* WHAT THE EXERCISE ASKS
Can you pick up the passage below on the meaning of "church" and continue it past its final sentence?

* TEXT SEGMENT
Both in New Testament Greek and general New Testament Studies at seminary the word,"ecclesia" was central.  It was foundational for my career as a pastor. Ecclesia or church, the place where people gather for worship and education was a significant part of community. I was being trained as a leader in that long established tradition. My role would involve preaching, teaching, worship, and visiting. It checked the boxed of my laid aside desires to be a physician or a teacher, as well as developing new skills.  (See July 11th post for background)

Most of my 40 year career has involved small town or rural congregations. A couple of stopping points: a large, growing suburban church and chaplaincy in a healthcare institution, broke with the general flow. While being a chaplain I served in a couple of small settings. I could not shake the parish pastor role. Chaplaincy provided interactions with a broad spectrum of age groups, religious and non-religious affiliations, the community of coworkers, as well as transitory individuals and families receiving medical care. This, too, was pastoral care but not in a "church" as I had so diligently etched into my psyche. This setting was varied, challenging, and stimulating. However, my own issues with authority and bureaucracy brought about my resignation. 

An endurance athlete, coach, mother, step-mother, and more named Kate Coward refers to her training groups (biking, running, etc) as "church." In interactions with Kate, I asked about her choice of this specific word. This is an edited portion of her response, "In its basic sense it is a group of people, assembly, or gathering. In my case it is a group of people of different ages, genders, and situations in life, who enjoy being together and meet regularly. We listen. We offer advice. We teach. We share our worries, joys, hard times and celebratory times with each other. Our gatherings make us healthier and happier humans, and therefore better serve our friends, families, neighbors, and communities around us."

* RECORDS

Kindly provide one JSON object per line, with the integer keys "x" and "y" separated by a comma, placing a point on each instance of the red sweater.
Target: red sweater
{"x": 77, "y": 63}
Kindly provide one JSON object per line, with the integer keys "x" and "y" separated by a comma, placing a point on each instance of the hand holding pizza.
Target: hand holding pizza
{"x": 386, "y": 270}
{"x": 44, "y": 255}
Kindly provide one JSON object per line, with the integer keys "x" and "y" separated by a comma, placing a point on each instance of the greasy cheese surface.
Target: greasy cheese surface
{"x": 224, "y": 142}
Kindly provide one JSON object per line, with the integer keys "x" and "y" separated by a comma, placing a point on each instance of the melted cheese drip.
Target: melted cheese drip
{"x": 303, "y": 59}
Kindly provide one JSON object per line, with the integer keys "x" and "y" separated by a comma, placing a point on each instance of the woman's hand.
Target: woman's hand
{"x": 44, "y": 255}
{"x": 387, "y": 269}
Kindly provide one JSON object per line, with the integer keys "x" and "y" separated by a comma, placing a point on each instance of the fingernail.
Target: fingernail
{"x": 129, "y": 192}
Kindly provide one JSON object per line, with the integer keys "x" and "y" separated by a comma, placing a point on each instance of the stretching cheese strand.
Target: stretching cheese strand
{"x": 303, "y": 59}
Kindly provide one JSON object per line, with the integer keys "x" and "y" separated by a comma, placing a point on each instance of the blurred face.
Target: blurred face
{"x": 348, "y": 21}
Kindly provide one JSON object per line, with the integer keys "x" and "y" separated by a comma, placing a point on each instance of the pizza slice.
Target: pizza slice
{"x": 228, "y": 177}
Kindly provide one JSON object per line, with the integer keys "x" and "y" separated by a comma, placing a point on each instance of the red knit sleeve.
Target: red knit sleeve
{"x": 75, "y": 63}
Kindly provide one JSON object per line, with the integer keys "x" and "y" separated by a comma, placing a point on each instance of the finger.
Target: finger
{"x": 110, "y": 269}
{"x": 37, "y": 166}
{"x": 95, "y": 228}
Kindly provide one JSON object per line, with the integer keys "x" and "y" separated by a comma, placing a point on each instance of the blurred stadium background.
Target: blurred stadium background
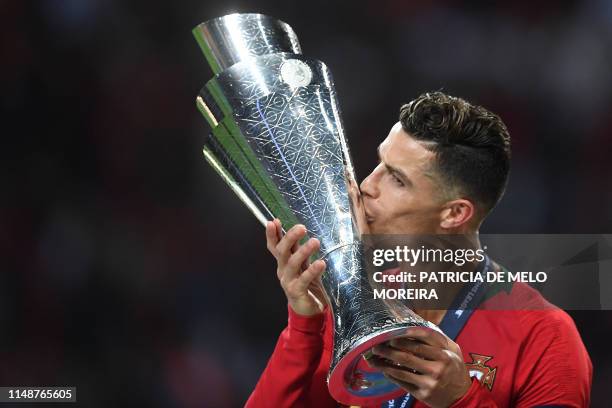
{"x": 131, "y": 271}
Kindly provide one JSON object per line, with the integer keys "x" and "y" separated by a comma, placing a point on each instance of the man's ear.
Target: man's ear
{"x": 457, "y": 213}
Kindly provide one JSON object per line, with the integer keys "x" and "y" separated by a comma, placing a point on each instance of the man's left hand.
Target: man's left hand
{"x": 425, "y": 363}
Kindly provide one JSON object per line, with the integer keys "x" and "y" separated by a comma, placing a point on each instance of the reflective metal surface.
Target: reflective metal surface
{"x": 277, "y": 140}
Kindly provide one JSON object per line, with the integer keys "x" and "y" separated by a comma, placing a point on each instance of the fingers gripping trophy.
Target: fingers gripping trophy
{"x": 277, "y": 140}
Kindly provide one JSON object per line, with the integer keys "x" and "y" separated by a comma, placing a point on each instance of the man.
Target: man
{"x": 442, "y": 169}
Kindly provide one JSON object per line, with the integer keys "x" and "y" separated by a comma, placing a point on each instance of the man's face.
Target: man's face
{"x": 402, "y": 194}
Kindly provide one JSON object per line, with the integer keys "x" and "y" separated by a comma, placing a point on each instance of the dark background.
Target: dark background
{"x": 132, "y": 272}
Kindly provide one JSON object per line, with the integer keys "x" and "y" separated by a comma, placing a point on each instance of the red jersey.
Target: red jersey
{"x": 517, "y": 358}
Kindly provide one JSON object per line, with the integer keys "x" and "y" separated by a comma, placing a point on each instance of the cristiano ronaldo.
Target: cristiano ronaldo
{"x": 442, "y": 169}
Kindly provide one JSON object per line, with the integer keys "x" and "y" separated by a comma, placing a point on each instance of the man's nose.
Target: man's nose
{"x": 369, "y": 186}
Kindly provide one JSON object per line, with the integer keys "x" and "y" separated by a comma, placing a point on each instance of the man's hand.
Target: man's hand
{"x": 427, "y": 364}
{"x": 299, "y": 280}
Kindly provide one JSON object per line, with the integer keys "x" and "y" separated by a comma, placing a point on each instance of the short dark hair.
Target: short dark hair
{"x": 471, "y": 144}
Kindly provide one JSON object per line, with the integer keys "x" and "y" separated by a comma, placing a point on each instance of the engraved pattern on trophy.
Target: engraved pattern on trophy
{"x": 282, "y": 140}
{"x": 304, "y": 158}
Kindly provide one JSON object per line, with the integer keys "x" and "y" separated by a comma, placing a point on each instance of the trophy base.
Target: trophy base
{"x": 353, "y": 382}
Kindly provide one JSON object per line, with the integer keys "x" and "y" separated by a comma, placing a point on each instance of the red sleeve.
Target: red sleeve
{"x": 296, "y": 373}
{"x": 554, "y": 368}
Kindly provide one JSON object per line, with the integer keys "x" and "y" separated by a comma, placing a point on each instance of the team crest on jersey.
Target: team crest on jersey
{"x": 478, "y": 368}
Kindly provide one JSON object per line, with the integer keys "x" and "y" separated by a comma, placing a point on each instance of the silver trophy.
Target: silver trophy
{"x": 277, "y": 140}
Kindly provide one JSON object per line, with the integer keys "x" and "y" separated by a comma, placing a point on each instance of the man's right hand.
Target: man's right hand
{"x": 299, "y": 280}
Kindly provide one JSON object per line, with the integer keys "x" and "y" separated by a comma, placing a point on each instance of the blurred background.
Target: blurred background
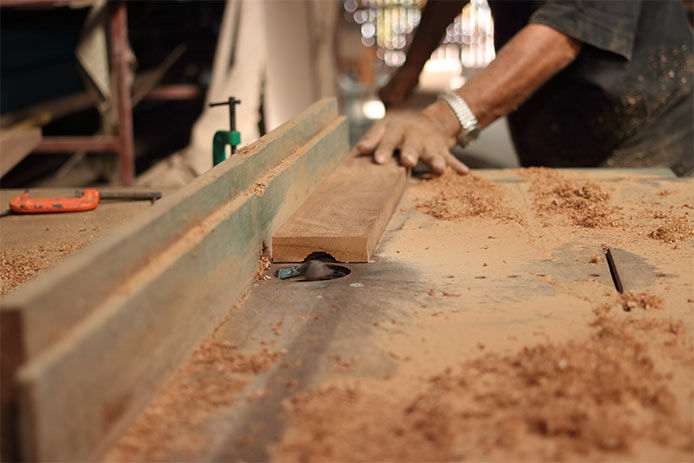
{"x": 120, "y": 89}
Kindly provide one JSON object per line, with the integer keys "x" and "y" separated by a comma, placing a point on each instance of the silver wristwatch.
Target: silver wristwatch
{"x": 469, "y": 130}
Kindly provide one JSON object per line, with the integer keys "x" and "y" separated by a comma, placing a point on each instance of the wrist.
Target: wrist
{"x": 444, "y": 117}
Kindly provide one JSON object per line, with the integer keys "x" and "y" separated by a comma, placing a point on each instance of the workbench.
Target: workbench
{"x": 436, "y": 294}
{"x": 328, "y": 370}
{"x": 33, "y": 243}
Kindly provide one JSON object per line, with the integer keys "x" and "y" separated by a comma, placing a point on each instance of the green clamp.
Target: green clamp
{"x": 226, "y": 137}
{"x": 221, "y": 139}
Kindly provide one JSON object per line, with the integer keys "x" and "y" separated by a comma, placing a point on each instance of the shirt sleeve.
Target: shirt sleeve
{"x": 609, "y": 25}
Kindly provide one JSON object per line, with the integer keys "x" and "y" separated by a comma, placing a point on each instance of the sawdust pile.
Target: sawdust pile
{"x": 546, "y": 402}
{"x": 643, "y": 301}
{"x": 585, "y": 204}
{"x": 16, "y": 269}
{"x": 673, "y": 230}
{"x": 456, "y": 197}
{"x": 173, "y": 426}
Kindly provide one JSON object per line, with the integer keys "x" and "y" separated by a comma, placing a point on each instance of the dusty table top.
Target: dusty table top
{"x": 31, "y": 243}
{"x": 486, "y": 327}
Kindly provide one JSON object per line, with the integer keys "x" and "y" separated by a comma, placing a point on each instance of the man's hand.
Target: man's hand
{"x": 427, "y": 136}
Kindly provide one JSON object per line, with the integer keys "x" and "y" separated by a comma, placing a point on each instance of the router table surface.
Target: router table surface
{"x": 32, "y": 243}
{"x": 330, "y": 369}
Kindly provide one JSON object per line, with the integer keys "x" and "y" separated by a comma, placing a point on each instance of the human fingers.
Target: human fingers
{"x": 390, "y": 141}
{"x": 456, "y": 164}
{"x": 434, "y": 157}
{"x": 440, "y": 151}
{"x": 410, "y": 151}
{"x": 370, "y": 141}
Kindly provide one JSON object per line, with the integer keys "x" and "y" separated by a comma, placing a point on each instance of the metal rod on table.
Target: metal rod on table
{"x": 613, "y": 271}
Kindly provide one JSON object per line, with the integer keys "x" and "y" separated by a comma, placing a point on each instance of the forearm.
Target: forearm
{"x": 528, "y": 61}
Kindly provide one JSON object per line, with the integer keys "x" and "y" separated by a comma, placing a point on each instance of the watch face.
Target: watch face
{"x": 473, "y": 133}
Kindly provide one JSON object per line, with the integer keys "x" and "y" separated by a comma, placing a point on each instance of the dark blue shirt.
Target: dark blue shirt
{"x": 625, "y": 100}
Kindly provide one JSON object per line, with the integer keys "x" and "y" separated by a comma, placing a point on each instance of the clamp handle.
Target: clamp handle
{"x": 231, "y": 102}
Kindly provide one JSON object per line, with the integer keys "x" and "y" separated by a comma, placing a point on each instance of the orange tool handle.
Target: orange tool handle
{"x": 23, "y": 204}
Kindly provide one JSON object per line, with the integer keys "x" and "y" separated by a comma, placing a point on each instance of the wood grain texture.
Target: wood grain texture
{"x": 104, "y": 330}
{"x": 345, "y": 216}
{"x": 15, "y": 144}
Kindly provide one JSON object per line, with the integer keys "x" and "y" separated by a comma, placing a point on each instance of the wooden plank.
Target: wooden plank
{"x": 106, "y": 329}
{"x": 345, "y": 216}
{"x": 15, "y": 144}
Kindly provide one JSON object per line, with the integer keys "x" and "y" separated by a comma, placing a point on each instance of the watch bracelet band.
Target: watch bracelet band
{"x": 469, "y": 128}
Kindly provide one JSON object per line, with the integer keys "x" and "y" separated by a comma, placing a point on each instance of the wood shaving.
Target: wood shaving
{"x": 456, "y": 197}
{"x": 585, "y": 204}
{"x": 173, "y": 426}
{"x": 545, "y": 402}
{"x": 673, "y": 230}
{"x": 644, "y": 301}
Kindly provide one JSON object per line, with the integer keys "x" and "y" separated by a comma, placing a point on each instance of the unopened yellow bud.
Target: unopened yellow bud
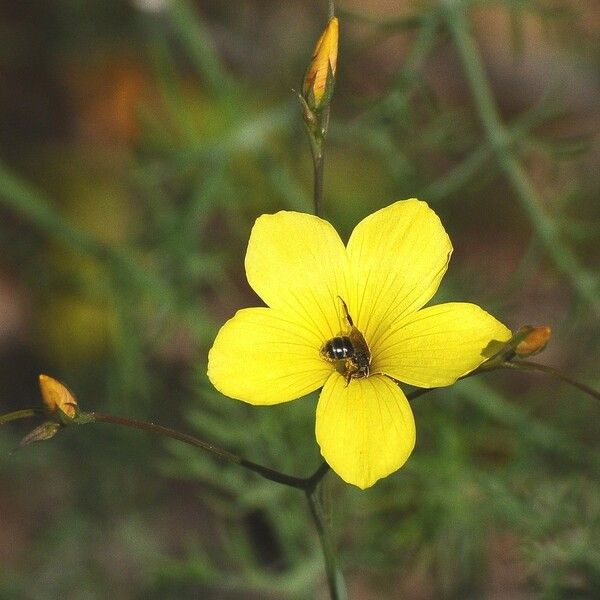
{"x": 320, "y": 76}
{"x": 57, "y": 397}
{"x": 534, "y": 342}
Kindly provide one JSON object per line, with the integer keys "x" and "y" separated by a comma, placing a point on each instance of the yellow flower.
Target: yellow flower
{"x": 57, "y": 398}
{"x": 318, "y": 81}
{"x": 390, "y": 268}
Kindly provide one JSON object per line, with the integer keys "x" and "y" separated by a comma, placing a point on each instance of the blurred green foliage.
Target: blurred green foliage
{"x": 168, "y": 128}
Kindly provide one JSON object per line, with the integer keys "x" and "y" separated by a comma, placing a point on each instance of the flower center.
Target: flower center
{"x": 348, "y": 352}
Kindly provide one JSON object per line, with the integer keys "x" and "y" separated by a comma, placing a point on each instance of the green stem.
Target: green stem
{"x": 562, "y": 256}
{"x": 20, "y": 414}
{"x": 318, "y": 166}
{"x": 525, "y": 365}
{"x": 273, "y": 475}
{"x": 335, "y": 579}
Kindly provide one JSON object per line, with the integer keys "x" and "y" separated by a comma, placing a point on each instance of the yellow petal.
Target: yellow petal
{"x": 398, "y": 256}
{"x": 324, "y": 58}
{"x": 297, "y": 262}
{"x": 435, "y": 346}
{"x": 366, "y": 429}
{"x": 56, "y": 396}
{"x": 261, "y": 356}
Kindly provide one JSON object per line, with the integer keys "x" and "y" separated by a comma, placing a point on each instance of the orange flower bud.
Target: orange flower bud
{"x": 57, "y": 397}
{"x": 534, "y": 342}
{"x": 319, "y": 79}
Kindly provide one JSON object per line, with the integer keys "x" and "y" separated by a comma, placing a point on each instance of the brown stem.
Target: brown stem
{"x": 278, "y": 477}
{"x": 525, "y": 365}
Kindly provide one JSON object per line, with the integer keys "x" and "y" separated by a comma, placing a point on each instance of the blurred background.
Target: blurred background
{"x": 139, "y": 141}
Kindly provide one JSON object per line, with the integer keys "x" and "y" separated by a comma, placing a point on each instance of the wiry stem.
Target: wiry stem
{"x": 526, "y": 365}
{"x": 498, "y": 135}
{"x": 307, "y": 483}
{"x": 335, "y": 579}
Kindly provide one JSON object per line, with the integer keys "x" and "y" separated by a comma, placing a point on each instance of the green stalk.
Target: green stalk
{"x": 335, "y": 578}
{"x": 271, "y": 474}
{"x": 546, "y": 230}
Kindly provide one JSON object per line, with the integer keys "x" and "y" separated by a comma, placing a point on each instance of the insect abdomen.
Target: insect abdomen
{"x": 338, "y": 348}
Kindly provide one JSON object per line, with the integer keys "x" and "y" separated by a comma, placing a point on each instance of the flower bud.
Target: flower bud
{"x": 534, "y": 342}
{"x": 317, "y": 87}
{"x": 58, "y": 400}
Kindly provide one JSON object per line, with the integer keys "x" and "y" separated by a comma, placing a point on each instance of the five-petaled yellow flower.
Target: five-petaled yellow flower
{"x": 390, "y": 268}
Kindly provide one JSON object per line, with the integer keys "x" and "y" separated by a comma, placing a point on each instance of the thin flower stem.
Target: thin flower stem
{"x": 318, "y": 165}
{"x": 525, "y": 365}
{"x": 335, "y": 579}
{"x": 20, "y": 414}
{"x": 497, "y": 133}
{"x": 266, "y": 472}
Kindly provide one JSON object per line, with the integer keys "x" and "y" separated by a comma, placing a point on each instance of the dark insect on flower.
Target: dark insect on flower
{"x": 350, "y": 352}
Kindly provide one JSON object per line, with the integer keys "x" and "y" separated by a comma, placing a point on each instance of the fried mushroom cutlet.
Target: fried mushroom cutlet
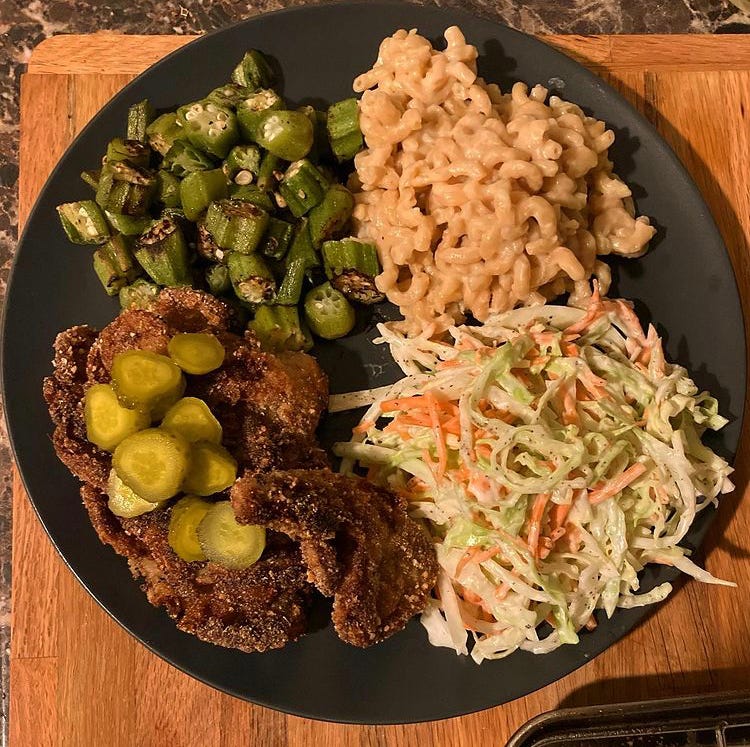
{"x": 358, "y": 544}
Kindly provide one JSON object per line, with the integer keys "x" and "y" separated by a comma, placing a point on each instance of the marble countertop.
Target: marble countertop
{"x": 24, "y": 24}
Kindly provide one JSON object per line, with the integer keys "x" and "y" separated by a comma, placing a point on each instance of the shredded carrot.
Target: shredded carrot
{"x": 617, "y": 484}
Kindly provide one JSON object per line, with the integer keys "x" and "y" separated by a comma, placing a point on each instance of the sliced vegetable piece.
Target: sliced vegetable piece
{"x": 191, "y": 418}
{"x": 278, "y": 328}
{"x": 107, "y": 421}
{"x": 328, "y": 313}
{"x": 236, "y": 224}
{"x": 139, "y": 295}
{"x": 196, "y": 352}
{"x": 251, "y": 278}
{"x": 163, "y": 253}
{"x": 286, "y": 134}
{"x": 227, "y": 543}
{"x": 331, "y": 216}
{"x": 211, "y": 469}
{"x": 83, "y": 222}
{"x": 199, "y": 189}
{"x": 115, "y": 265}
{"x": 343, "y": 129}
{"x": 253, "y": 71}
{"x": 153, "y": 463}
{"x": 184, "y": 519}
{"x": 352, "y": 266}
{"x": 124, "y": 502}
{"x": 140, "y": 116}
{"x": 303, "y": 187}
{"x": 146, "y": 380}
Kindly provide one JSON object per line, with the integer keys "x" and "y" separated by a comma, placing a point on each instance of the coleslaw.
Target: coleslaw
{"x": 552, "y": 453}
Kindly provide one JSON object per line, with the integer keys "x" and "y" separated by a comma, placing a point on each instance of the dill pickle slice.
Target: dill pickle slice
{"x": 107, "y": 421}
{"x": 190, "y": 418}
{"x": 227, "y": 543}
{"x": 186, "y": 514}
{"x": 147, "y": 380}
{"x": 153, "y": 463}
{"x": 124, "y": 502}
{"x": 196, "y": 352}
{"x": 211, "y": 469}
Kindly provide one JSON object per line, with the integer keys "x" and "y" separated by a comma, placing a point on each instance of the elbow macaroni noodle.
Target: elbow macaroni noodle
{"x": 477, "y": 200}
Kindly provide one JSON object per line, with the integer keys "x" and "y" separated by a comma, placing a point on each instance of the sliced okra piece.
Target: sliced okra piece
{"x": 83, "y": 222}
{"x": 236, "y": 225}
{"x": 251, "y": 278}
{"x": 163, "y": 253}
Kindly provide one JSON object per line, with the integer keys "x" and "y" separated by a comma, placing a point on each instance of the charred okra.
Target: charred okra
{"x": 253, "y": 71}
{"x": 115, "y": 265}
{"x": 236, "y": 225}
{"x": 209, "y": 127}
{"x": 83, "y": 222}
{"x": 343, "y": 129}
{"x": 331, "y": 215}
{"x": 352, "y": 265}
{"x": 163, "y": 253}
{"x": 140, "y": 116}
{"x": 199, "y": 189}
{"x": 251, "y": 278}
{"x": 278, "y": 328}
{"x": 303, "y": 187}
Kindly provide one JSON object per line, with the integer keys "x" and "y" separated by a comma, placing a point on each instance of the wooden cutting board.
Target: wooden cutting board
{"x": 78, "y": 679}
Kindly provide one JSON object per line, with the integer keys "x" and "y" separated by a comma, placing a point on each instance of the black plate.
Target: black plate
{"x": 685, "y": 282}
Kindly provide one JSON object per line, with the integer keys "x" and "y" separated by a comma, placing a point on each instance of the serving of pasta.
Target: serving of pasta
{"x": 478, "y": 200}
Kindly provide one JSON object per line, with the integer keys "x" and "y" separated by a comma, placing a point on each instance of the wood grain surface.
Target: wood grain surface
{"x": 78, "y": 680}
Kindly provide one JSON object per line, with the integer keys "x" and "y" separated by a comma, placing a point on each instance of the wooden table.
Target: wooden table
{"x": 78, "y": 679}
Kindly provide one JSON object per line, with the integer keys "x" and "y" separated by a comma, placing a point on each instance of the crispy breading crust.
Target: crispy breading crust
{"x": 357, "y": 541}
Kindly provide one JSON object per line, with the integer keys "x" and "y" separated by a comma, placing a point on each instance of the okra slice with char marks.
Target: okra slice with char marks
{"x": 242, "y": 164}
{"x": 253, "y": 71}
{"x": 134, "y": 152}
{"x": 164, "y": 132}
{"x": 228, "y": 543}
{"x": 279, "y": 328}
{"x": 251, "y": 193}
{"x": 343, "y": 129}
{"x": 108, "y": 422}
{"x": 124, "y": 502}
{"x": 286, "y": 134}
{"x": 199, "y": 189}
{"x": 83, "y": 222}
{"x": 153, "y": 463}
{"x": 328, "y": 313}
{"x": 140, "y": 294}
{"x": 126, "y": 189}
{"x": 303, "y": 186}
{"x": 211, "y": 469}
{"x": 147, "y": 380}
{"x": 183, "y": 158}
{"x": 252, "y": 279}
{"x": 184, "y": 518}
{"x": 277, "y": 238}
{"x": 236, "y": 225}
{"x": 163, "y": 253}
{"x": 217, "y": 280}
{"x": 330, "y": 217}
{"x": 209, "y": 127}
{"x": 196, "y": 352}
{"x": 352, "y": 266}
{"x": 250, "y": 111}
{"x": 140, "y": 116}
{"x": 115, "y": 265}
{"x": 191, "y": 418}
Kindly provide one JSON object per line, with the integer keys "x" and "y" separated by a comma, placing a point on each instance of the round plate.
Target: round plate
{"x": 685, "y": 283}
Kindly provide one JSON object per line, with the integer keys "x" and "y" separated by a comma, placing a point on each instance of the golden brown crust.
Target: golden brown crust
{"x": 357, "y": 541}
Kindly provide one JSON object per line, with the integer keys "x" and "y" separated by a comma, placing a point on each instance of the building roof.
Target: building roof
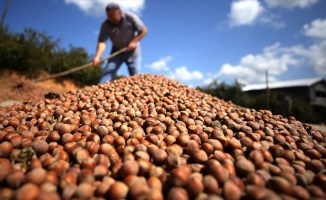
{"x": 283, "y": 84}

* RESPONSE
Kate placed into a few sentences what I have been pondering in my spirit for more than a decade. Recent Gallop statistics on adult membership to a church, synagogue, or mosque: 1999-70%, 2018-50%, 2020-47%. Americans who do not identify with any religion: 1998 to 2000-8%, 2008 to 2010- 13%, 2017 to 2020-21%. The religious church is in a steady decline. The buildings which dotted the rural landscape of my childhood and those which I have had the pleasure to serve are dwindling. Aging population, relocation, mobility, and other groups or organizations have replaced these once stalwart gathering places. The disruptions to communal life and understanding whether it be political, economic, social, or doctrinal are causing the traditional religious church to be less of a support structure and more of a divisive wedge. The push to have 
the correct world view, political affiliation, social awareness, evangelical zeal, nationalism, patriotism, etc. have caused people who are looking for acceptance, hope, support, and spiritual growth to get those needs met elsewhere. The need for an assembly of people of various ages, genders, and situations who listen, support, teach, advise, and share life in all facets remains vitally important. However, the past model of religious church as a homogeneous group or the current model of religious church as a business activity center vying for relevance and membership to secure operational funds appear to be out of sync with the original intent. 

After 40 years of pastoral ministry and pastoral care, my role is to be a person who asks questions, stimulates thought and conversation, and assists others in exploring the spiritual aspects of their being. My role is to equip and support, not dictate, deride, or decide. My interactions are not limited to a building or only to those who have a paying membership. If I can reinforce becoming, as well as providing ways to foster healthier, happier humans, than I am fulfilling my position in church!